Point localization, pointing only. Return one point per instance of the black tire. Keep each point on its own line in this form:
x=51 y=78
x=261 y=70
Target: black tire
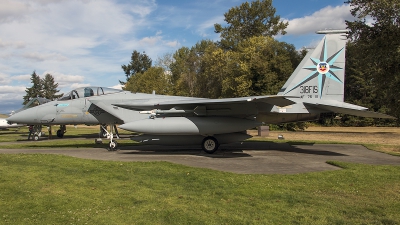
x=210 y=145
x=103 y=134
x=113 y=145
x=60 y=134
┄┄┄┄┄┄┄┄┄┄┄┄┄┄┄┄┄┄┄┄
## The problem
Turn the lines above into a numbered list with no blank lines, and leave the picture out.

## Written answer
1. Point localization, pointing only. Return one point per instance of the black tire. Keep each point on its own line in this form:
2. x=51 y=78
3. x=261 y=70
4. Target: black tire
5. x=210 y=145
6. x=103 y=134
7. x=113 y=145
8. x=60 y=134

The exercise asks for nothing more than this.